== TASK INSTRUCTIONS ==
**A.** Repeat word for word the part of the podcast transcript that opens with the words containing "The other thing" and closes with "new, healthier habits.".
**B.** Using the podcast transcript, decide whether each statement agrees with it. Answer yes or no for each and quote the deciding words exactly. (i) Judith says taking time off is something she never does. (ii) Judith believes multi-tasking is faster. (iii) Nicola says she still has a PowerPoint slide from Mike Filsaime.

Each week, Nicola and Judith tackle one Business Challenge of the Week in their Own It!! podcast.
This week, they’re discussing switching off:
Nicola:
Judith, what is our challenge of the week this week?
Judith:
Well, interestingly it’s not my clients it’s me. My challenge this week is switching off. Taking time off. This is something I never do. The brilliant thing about being self-employed is you can work whenever you like, and the downside of that is it strays for every waking moment. Your eyes open, you turn on a gadget, you’re still looking at gadgets as your eyes are closing. I know in my own case it’s an addiction, and I’m hoping in this two weeks to break the addiction. What I’d really like is to be able to re-establish a clear distinction between work, rest, and play.
The other thing I’m having a go at, which is very much related, is the lost art of single tasking. I’m a demon for multi-tasking and I know it isn’t faster. I read something recently in a book which I’m going to blog about soon, where somebody makes that case, and you remember somebody made that case for us years ago as well. Do you remember the you launched three projects A, B, and C – Which Makes Money Fastest, and the answer is none of them because you’ve got to focus on one and bring it to market, and open it up, and get it making money before you do B and C. I can’t single task anymore, and I am addicted to digital. It’s just not a good way to be, so the challenge is breaking the addiction and establishing new, healthier habits.
Nicola:
It was Mike Filsaime; I still have the PowerPoint slide if you want me to pop it over.
Judith:
I do. I know the one that that went to Mark Forster when he asked us that question I was the only one in the room to get it right. He said I was the only person who’d ever got it right, quite interestingly. Mike Filsaime, yes carry on.
Nicola:
Tell me a bit more about this, because when you say multi-tasking I don’t think you mean multi-tasking, I think you mean multi-projecting.
Judith:
Doing more than one thing at once.
Nicola:
Business wise, more than one business or more than one project within your business? You don’t mean…
Judith:
No, no, no doing one… No, no, any task. So, I’m on the computer, I’m not just doing emails or writing a blog, I’m also checking Facebook. You’ve got to just do one.
Nicola:
I think I’ve largely mastered this but my biggest challenge is every time I try to write a blog post I have to go and check my facts. Then I end up on Facebook and then you get stuck.

== LISTING ==

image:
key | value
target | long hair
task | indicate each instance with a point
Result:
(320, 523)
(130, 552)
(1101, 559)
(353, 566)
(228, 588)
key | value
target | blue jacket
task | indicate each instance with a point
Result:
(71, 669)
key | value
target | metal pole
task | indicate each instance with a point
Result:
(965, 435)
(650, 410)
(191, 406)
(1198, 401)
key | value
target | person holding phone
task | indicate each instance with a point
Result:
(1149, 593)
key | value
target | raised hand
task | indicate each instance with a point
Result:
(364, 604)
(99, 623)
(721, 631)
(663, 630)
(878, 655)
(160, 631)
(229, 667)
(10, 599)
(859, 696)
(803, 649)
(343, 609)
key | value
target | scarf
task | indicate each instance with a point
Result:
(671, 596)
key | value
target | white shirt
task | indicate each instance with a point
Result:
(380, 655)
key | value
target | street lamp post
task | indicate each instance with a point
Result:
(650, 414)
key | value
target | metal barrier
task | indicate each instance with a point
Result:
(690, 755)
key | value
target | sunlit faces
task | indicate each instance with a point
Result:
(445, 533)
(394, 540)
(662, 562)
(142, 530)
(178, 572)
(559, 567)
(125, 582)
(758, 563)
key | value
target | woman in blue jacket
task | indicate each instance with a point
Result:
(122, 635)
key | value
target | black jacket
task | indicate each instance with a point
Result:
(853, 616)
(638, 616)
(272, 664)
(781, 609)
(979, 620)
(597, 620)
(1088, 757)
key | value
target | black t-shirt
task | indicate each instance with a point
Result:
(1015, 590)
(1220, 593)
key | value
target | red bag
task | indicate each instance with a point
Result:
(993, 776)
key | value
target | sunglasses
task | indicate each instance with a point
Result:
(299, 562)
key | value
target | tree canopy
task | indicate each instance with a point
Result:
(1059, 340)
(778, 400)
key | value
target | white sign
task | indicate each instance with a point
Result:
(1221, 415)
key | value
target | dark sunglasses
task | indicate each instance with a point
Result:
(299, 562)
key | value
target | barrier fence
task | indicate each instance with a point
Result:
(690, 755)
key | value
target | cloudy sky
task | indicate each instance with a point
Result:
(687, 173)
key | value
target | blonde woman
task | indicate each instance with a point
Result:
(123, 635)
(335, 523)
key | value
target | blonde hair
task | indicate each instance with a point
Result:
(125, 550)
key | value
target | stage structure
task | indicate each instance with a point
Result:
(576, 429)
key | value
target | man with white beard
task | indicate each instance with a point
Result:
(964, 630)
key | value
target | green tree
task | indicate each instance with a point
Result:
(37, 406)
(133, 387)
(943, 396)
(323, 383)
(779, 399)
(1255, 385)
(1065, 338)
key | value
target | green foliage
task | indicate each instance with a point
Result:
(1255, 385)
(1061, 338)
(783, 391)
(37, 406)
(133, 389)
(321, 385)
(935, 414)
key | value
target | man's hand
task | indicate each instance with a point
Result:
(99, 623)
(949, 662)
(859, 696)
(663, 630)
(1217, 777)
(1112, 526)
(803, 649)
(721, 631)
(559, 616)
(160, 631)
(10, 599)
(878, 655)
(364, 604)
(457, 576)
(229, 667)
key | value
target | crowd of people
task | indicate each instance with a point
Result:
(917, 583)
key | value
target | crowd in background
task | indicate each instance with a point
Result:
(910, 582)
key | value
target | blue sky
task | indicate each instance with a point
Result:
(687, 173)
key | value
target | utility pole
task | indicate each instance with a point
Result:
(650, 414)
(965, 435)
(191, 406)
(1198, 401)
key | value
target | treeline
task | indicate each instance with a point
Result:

== WRITTEN ANSWERS ==
**A.**
The other thing I’m having a go at, which is very much related, is the lost art of single tasking. I’m a demon for multi-tasking and I know it isn’t faster. I read something recently in a book which I’m going to blog about soon, where somebody makes that case, and you remember somebody made that case for us years ago as well. Do you remember the you launched three projects A, B, and C – Which Makes Money Fastest, and the answer is none of them because you’ve got to focus on one and bring it to market, and open it up, and get it making money before you do B and C. I can’t single task anymore, and I am addicted to digital. It’s just not a good way to be, so the challenge is breaking the addiction and establishing new, healthier habits.

**B.**
(i) Yes: "This is something I never do."
(ii) No: "I’m a demon for multi-tasking and I know it isn’t faster."
(iii) Yes: "It was Mike Filsaime; I still have the PowerPoint slide if you want me to pop it over."